#### [How to complete this task]
The entries below need to be transcribed exactly, without their images.

#### [Data in this exercise]
======

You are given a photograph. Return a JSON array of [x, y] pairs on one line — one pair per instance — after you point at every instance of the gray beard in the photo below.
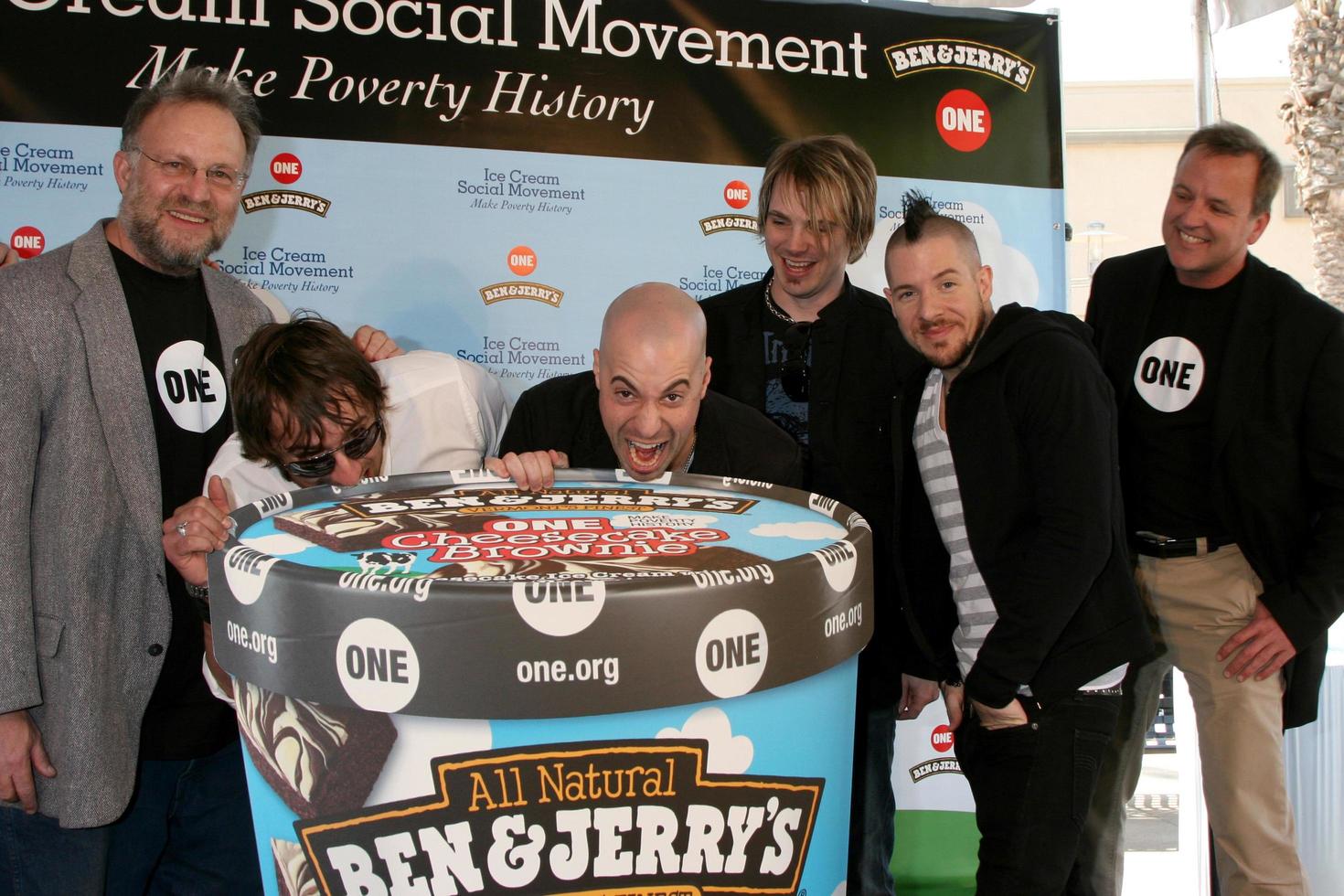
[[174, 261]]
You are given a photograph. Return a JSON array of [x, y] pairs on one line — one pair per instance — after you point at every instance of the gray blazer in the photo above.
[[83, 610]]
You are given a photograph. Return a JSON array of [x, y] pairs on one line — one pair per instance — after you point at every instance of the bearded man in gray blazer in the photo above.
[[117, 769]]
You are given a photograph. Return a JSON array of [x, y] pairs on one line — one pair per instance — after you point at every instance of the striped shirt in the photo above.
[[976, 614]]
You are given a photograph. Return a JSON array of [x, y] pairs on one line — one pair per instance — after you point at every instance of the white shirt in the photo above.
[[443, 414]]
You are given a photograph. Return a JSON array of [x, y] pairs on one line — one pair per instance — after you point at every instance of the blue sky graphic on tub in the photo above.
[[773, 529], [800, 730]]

======

#### [Response for this exercise]
You are given a photograph. Return a JSON array of [x, y] pairs on one line — one pair per instance — after you point at every instance of the gray beard in the photo below.
[[174, 261]]
You are given a photograph. Return a JSON array of [x, y] pairs on one line — one pair per instance — after you point at every instance of the gray blazer in the photo above.
[[83, 610]]
You are given a photograph. Return a JSON array of [x, y] pairs on one line — one pair per instance — after you point at every instance of the bearded man in gray blazer in the photo above.
[[117, 769]]
You are given a photograph. Return a JSON array of [x, y] pairs on one line — one pair per instance — after you point at every instance of the striped shirt in the photo above.
[[976, 614]]
You are given a photograph. Return a JSON array of [x, y] pairs on one line — one pair per instance — after you point at every instance of the white shirt in the photo above.
[[443, 414]]
You are given a photograph. Return a JSON array of [x, y] pairs on one line — one pair per instance — after you point at every instance of the blue sky graphic on tub in the photo above.
[[773, 529], [800, 730]]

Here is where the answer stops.